**Text segment**.
------------

The Milwaukee Community Sailing Center is a private, non-profit 501(c)(3) agency.  The Sailing Center provides educational and recreational sailing programs to those who wish to gain access to Lake Michigan and learn to sail; regardless of age, ability, or financial concerns.  In 2004, MCSC celebrated its 25th year of sailing.

Much like a co-operative, the Sailing Center owns and maintains over 80 boats and provides members no-charge access to the fleet after they successfully demonstrate basic sailing skills and earn a rating.  Membership is low cost, less than the cost of insurance on a privately owned sailboat, and works on a sliding scale based on age, experience and income.  The Sailing Center also offers private boat owners 24-hour access to the lake, year-round boat and dinghy storage, mast stepping boat launching and haul out services.

Each summer the Sailing Center partners with local organizations to provide sailing opportunities to thousands of at-risk and economically disadvantaged youth, the physically challenged and others.  The Sailing Center also provides social activities and volunteer opportunities to members.

Mission

The Milwaukee Community Sailing Center is a private, non-profit agency that works to strengthen the sport of sailing through an active educational program and on-the-water sailing in a professional and safe manner.  The Milwaukee Community Sailing Center strives to be the organization of choice for people who wish to sail, for both the enjoyment and thrill of competition.

Location/Sailing Area

The Milwaukee Community Sailing Center () is located north of downtown in the heart of Veterans Park at McKinley Marina.  The sailing area crosses the McKinley Mooring Basin as Light and Medium Air sailors remain inside the breakwater.  Heavy air sailors may sail outside the breakwater; however, before leaving the docks, sailors must develop a sailing plan based on the wind direction, keeping the safest and shortest route in mind.

Fleet/Facilities

The fleet () at the Milwaukee Community Sailing Center makes up one of the largest of any community sailing program in the country.  The fleet of 80 boats includes  Pearson Ensign, J-24s, and Solings.  For younger sailors, the Sailing Center's fleet includes Hunter 146s, DC Dinghys and 470s, a two-person Olympic racer.  The Sailing Center uses a JY Club Trainer for use in area park lagoons.

------------

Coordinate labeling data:
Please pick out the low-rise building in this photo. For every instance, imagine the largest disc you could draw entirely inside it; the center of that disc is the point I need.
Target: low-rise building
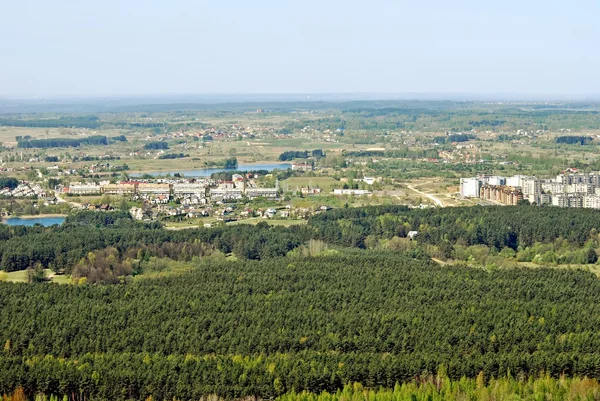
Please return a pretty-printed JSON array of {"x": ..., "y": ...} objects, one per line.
[{"x": 77, "y": 188}]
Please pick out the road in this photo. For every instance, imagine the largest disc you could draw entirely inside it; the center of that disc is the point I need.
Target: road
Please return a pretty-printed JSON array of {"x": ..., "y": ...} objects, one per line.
[{"x": 433, "y": 198}]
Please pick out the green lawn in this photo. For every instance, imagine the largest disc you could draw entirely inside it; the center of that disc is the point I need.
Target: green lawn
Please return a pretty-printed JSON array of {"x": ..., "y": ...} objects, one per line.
[
  {"x": 271, "y": 222},
  {"x": 20, "y": 276},
  {"x": 325, "y": 183}
]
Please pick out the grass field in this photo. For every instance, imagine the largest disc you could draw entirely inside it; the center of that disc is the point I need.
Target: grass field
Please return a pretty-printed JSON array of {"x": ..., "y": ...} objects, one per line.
[
  {"x": 327, "y": 184},
  {"x": 271, "y": 222},
  {"x": 20, "y": 276}
]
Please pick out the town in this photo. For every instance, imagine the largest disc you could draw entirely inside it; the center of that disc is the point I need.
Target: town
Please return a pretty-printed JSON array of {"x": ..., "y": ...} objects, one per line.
[{"x": 569, "y": 189}]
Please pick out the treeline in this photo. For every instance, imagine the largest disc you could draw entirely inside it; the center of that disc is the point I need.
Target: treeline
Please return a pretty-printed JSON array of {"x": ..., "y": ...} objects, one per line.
[
  {"x": 8, "y": 182},
  {"x": 441, "y": 388},
  {"x": 299, "y": 154},
  {"x": 516, "y": 228},
  {"x": 454, "y": 138},
  {"x": 61, "y": 247},
  {"x": 92, "y": 122},
  {"x": 263, "y": 328},
  {"x": 574, "y": 140},
  {"x": 63, "y": 142},
  {"x": 497, "y": 227},
  {"x": 156, "y": 145},
  {"x": 402, "y": 153},
  {"x": 173, "y": 156}
]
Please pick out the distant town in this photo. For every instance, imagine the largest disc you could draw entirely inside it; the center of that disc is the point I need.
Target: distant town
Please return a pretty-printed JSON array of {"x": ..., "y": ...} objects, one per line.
[{"x": 569, "y": 189}]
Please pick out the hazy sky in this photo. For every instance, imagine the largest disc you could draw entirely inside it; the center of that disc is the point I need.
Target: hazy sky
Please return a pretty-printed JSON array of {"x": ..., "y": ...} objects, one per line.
[{"x": 133, "y": 47}]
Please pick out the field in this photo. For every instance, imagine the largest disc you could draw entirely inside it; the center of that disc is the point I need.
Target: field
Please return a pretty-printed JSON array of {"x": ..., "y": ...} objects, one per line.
[
  {"x": 21, "y": 277},
  {"x": 326, "y": 184}
]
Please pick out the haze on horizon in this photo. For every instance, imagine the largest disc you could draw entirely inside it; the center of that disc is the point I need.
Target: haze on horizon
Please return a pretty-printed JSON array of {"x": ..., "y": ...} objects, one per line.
[{"x": 113, "y": 48}]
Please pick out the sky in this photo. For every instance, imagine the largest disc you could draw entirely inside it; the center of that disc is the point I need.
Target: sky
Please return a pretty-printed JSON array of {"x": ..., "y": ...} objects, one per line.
[{"x": 63, "y": 48}]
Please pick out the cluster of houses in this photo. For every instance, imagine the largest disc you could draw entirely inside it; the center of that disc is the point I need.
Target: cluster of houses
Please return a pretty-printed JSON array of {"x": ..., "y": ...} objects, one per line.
[
  {"x": 568, "y": 189},
  {"x": 223, "y": 213},
  {"x": 187, "y": 192}
]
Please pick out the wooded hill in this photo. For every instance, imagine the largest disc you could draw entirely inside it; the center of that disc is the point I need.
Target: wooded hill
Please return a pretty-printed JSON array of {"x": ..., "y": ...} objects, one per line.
[{"x": 268, "y": 327}]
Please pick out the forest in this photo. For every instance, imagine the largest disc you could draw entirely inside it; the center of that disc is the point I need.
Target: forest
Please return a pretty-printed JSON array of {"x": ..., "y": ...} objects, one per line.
[
  {"x": 267, "y": 327},
  {"x": 517, "y": 228},
  {"x": 571, "y": 140},
  {"x": 294, "y": 312}
]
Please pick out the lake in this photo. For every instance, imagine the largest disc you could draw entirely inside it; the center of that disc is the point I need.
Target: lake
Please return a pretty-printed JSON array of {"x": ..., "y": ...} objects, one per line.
[
  {"x": 45, "y": 221},
  {"x": 206, "y": 172}
]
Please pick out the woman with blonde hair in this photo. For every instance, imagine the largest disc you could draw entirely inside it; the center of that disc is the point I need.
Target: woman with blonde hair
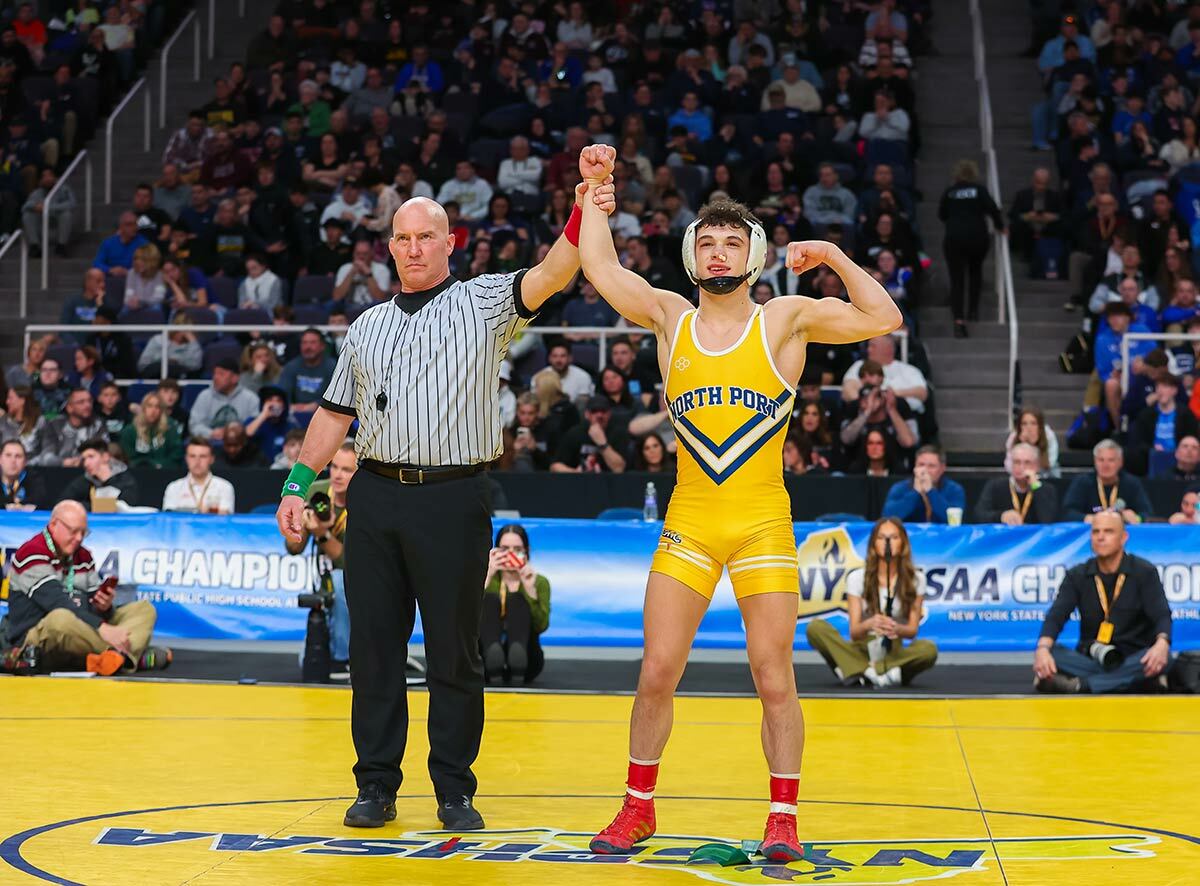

------------

**What is required**. Reproduce the sailing center text word for word, from "Much like a" to "opportunities to members.".

**Response to the task**.
Much like a co-operative, the Sailing Center owns and maintains over 80 boats and provides members no-charge access to the fleet after they successfully demonstrate basic sailing skills and earn a rating.  Membership is low cost, less than the cost of insurance on a privately owned sailboat, and works on a sliding scale based on age, experience and income.  The Sailing Center also offers private boat owners 24-hour access to the lake, year-round boat and dinghy storage, mast stepping boat launching and haul out services.

Each summer the Sailing Center partners with local organizations to provide sailing opportunities to thousands of at-risk and economically disadvantaged youth, the physically challenged and others.  The Sailing Center also provides social activities and volunteer opportunities to members.